Генерал-майор Аполлон Галафеев не мог нахвалиться на командира своей разведки: “В делах против неприятеля 29 сентября и 3 октября поручик Лермонтов показал пылкое мужество. 10 октября 1840 года принял под командование казаков-охотников. Всюду поручик Лермонтов первый подвергался выстрелам мятежников и во главе отряда высказал самоотверженность выше всех похвал”. Генерал Аполлон Галафеев и императорский адъютант фон Павел Граббе уже были единодушны в отправлении ходатайства в Петербург в ноябре 1840-го: лихой поручик достоин перевода в гвардию с тем же чином. Все свои прошлые проступки искупил с лихвой, причем даже не кровью, все пули свистели мимо. Михаил Юрьевич в бою рубился как заговоренный от чеченского свинца и булата. Хотя против поредевшего царского отряда ломила такая сила горцев, что встречный бой – русские штыки против кавказских клинков – не прекращался 11 суток. По итогам того сражения князь Григорий Голицын 2-й тогда же отправил в столицу свое представление на героя-поэта – ходатайствуя о награждении его золотым оружием с надписью “За храбрость”. В тексте представления князь отмечал: “За отличную службу поручика Лермонтова и его распорядительность, проявленные им во время 2-й экспедиции в Большую Чечню с 9 по 20 ноября 1840 года”.

После таких тяжелых боев поручик-фронтовик Лермонтов был отправлен в заслуженный отпуск в Петербург и Москву. Именно в этот период он перенес на бумагу свои фронтовые впечатления: и “Валерик”, и поэму “Мцыри”, и ряд стихов на тему покорения Кавказа. Он не торопился в полк, ожидая императорского рескрипта о награждении орденом или вручения в Зимнем дворце золотого оружия. По традициям того времени его вручал героям лично император. И тогда вожделенная, заслуженная в отчаянных рубках отставка. И личная и творческая свобода!

Об упражнении:
Продолжите текст о кавказской службе Лермонтова, начав сразу после его последней фразы. Для работы с текстом материал не нужен.

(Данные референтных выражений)

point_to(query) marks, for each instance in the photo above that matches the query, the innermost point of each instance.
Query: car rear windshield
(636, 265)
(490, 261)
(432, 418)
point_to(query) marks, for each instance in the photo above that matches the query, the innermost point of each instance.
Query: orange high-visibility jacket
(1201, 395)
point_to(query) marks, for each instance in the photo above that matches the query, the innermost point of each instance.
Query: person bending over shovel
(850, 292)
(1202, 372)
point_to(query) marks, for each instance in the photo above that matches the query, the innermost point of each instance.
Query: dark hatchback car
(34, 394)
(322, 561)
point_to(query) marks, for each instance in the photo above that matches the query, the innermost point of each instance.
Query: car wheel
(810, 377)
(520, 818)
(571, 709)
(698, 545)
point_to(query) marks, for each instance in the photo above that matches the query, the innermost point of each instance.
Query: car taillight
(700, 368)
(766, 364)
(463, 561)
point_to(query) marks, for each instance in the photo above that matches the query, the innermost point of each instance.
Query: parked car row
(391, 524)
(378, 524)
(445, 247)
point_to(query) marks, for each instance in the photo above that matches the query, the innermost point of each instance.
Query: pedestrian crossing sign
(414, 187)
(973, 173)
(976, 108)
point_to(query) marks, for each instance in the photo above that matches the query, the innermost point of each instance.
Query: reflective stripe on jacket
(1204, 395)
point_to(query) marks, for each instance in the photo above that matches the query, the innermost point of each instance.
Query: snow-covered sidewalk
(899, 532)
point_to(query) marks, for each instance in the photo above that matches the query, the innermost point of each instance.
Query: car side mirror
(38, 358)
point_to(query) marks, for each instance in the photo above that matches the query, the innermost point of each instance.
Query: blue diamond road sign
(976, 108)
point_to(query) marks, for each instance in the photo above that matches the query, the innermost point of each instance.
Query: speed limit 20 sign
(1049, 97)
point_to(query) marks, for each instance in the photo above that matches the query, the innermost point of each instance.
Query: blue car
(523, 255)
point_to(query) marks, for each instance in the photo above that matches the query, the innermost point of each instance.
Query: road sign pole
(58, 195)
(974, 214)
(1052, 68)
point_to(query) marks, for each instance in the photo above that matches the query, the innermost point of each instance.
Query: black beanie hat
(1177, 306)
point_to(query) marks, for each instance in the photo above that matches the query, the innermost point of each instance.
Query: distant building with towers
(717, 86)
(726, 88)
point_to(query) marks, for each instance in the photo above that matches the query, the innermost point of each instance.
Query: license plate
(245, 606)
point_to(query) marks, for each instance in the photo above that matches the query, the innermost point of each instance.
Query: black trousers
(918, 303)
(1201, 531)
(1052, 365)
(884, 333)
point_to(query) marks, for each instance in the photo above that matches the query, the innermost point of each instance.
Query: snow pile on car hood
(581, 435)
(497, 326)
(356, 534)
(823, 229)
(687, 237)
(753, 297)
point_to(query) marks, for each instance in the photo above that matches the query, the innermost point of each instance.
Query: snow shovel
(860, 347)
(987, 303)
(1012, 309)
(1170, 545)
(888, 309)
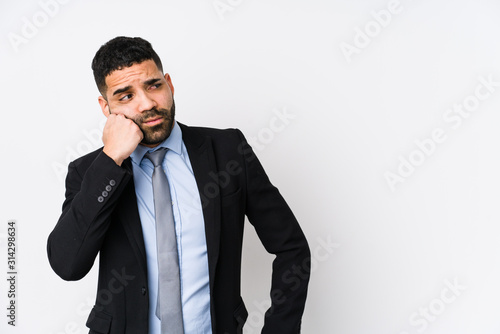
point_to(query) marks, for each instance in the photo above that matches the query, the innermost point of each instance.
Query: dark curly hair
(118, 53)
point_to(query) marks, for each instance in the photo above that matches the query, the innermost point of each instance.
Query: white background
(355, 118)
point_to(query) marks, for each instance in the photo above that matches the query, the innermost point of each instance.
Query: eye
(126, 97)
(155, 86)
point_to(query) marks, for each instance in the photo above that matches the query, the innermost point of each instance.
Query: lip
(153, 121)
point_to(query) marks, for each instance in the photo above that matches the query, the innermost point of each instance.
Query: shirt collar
---
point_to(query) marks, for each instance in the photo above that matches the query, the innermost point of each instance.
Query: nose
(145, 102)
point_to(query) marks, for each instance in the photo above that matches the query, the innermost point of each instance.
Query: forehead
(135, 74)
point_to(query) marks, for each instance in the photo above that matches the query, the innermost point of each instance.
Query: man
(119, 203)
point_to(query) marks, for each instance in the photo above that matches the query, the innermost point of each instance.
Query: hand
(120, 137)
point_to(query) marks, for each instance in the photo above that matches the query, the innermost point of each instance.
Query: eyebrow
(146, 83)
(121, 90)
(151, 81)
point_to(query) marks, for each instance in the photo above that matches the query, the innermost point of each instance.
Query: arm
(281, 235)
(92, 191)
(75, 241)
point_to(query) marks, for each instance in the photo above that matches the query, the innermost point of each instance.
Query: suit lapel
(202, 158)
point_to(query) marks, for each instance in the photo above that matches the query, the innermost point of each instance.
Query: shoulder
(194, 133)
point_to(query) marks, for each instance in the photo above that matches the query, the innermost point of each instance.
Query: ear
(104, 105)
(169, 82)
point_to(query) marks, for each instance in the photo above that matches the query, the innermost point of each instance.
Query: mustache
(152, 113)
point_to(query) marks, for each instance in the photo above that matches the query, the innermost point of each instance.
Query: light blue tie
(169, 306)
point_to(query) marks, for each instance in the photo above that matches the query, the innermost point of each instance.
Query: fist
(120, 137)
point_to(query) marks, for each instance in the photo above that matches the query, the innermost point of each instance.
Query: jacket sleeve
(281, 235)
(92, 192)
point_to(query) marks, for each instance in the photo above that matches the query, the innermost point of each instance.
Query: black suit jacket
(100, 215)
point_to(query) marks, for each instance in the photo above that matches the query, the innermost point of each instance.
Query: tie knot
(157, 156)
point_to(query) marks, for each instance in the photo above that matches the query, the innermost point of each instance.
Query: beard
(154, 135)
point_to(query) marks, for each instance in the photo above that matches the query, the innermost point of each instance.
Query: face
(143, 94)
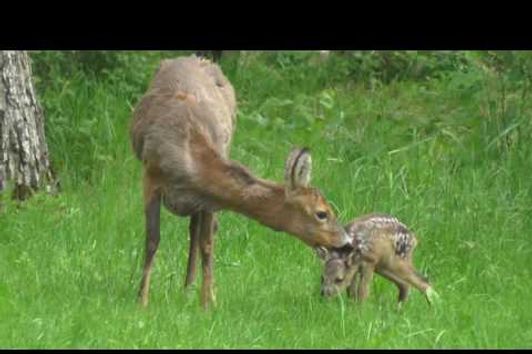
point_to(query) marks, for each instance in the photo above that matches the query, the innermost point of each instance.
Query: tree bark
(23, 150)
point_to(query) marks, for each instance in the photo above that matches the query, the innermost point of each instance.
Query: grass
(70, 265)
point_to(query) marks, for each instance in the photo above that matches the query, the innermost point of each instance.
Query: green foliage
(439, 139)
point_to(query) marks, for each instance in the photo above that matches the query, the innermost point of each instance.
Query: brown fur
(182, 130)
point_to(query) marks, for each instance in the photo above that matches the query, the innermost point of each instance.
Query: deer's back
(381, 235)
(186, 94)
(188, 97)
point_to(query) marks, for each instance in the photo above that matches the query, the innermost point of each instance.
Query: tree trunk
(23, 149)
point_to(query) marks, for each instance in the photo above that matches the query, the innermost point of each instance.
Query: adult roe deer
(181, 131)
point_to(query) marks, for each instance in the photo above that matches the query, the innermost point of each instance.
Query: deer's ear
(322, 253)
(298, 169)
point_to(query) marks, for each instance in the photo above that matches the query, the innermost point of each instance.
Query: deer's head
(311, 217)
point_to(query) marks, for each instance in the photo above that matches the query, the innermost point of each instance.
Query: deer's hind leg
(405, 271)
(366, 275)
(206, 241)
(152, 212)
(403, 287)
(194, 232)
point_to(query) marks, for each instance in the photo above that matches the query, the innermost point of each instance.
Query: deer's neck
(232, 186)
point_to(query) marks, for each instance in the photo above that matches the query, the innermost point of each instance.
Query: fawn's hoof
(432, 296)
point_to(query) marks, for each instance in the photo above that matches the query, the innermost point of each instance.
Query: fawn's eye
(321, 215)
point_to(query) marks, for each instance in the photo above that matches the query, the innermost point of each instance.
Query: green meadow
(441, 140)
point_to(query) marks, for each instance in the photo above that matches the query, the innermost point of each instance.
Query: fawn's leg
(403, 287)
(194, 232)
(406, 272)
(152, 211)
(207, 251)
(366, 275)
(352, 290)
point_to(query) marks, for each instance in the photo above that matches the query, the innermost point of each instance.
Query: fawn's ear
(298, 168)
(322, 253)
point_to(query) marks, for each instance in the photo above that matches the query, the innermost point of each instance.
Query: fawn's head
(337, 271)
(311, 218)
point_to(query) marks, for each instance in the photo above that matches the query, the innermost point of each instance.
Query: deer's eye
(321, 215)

Результат задания:
Совсем не маниакальным поклонником войны был автор “Героя нашего времени”. 15 июня 1841 года он почувствовал себя неважно, о чем не преминул сообщить военным врачам Пятигорского госпиталя. Справку о болезни и ходатайство о продолжении лечения на водах поручика Лермонтова подписал ординатор военного госпиталя Василий Барклай-де-Толли – родственник знаменитого военного министра. Михаил Юрьевич, успокоившись, ожидал вестей и наград из Петербурга, коротая время в обществе знакомых. В том числе и своего однокашника по юнкерскому училищу Николая Мартынова…

Не награжденный посмертно

Почта в те времена шла долго. Через две недели после гибели поэта на дуэли 30 июля 1841 года из петербургской военной канцелярии пришел ответ на наградные представления в отношении поручика Михаила Лермонтова. Император не утвердил представления к ордену Святого Станислава с мечами и к золотому оружию “За храбрость”, на том основании, что “во время боевых действий сей офицер находился не при своем полку, а вызвался командовать отрядом терских казаков добровольно”. Более того, начальство, уже оплакивающее павшего героя, получило еще и личный нагоняй от Николая I, с тем чтобы “не смело впредь позволять поручику М. Лермонтову оставлять расположение полка и впредь использовать его только для службы в строю”. Император еще не знал о смерти “казачьего атамана” Лермонтова, но лишал его шанса на свободу даже за боевые отличия. Свободу душе поэта подарила смерть от пули не горца, а своего же друга-офицера.